[INPUT RECORDS — start]
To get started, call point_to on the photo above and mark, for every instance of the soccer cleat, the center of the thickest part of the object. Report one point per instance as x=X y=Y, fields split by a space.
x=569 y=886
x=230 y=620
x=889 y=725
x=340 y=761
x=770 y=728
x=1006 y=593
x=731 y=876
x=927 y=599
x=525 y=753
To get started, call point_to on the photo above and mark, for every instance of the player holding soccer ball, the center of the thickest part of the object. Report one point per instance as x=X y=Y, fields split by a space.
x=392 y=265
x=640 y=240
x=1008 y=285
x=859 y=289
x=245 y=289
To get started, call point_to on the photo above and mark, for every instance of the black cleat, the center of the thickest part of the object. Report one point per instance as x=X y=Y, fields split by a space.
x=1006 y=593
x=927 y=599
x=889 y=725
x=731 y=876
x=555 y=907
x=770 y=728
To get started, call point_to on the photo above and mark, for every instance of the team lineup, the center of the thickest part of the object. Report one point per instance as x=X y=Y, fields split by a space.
[INPUT RECORDS — finish]
**WHAT IS EXPECTED**
The lines from the one holding "of the player" to the end of the entries are to be repeated exactly, with both ends included and nothing else.

**ANSWER SPACE**
To get started, call point_to on the photo above and mark, for every instance of the player holding soccer ball, the center of the thickest part of the object. Report one point per instance as x=X y=Y, fields split by a space.
x=392 y=265
x=640 y=240
x=1008 y=285
x=859 y=289
x=245 y=289
To get started, call point_to on the photo above and mark, for every instance of the black cleat, the center of the thickest part of the object. Report one point per instance as x=X y=Y, fields split by a space.
x=1006 y=593
x=927 y=599
x=889 y=725
x=731 y=876
x=555 y=907
x=770 y=728
To get started, call point_to on the photo above and mark, for every instance of the team lineup, the center of the thickest part of the object. Report one point per instance as x=X y=Y, fields split by a space.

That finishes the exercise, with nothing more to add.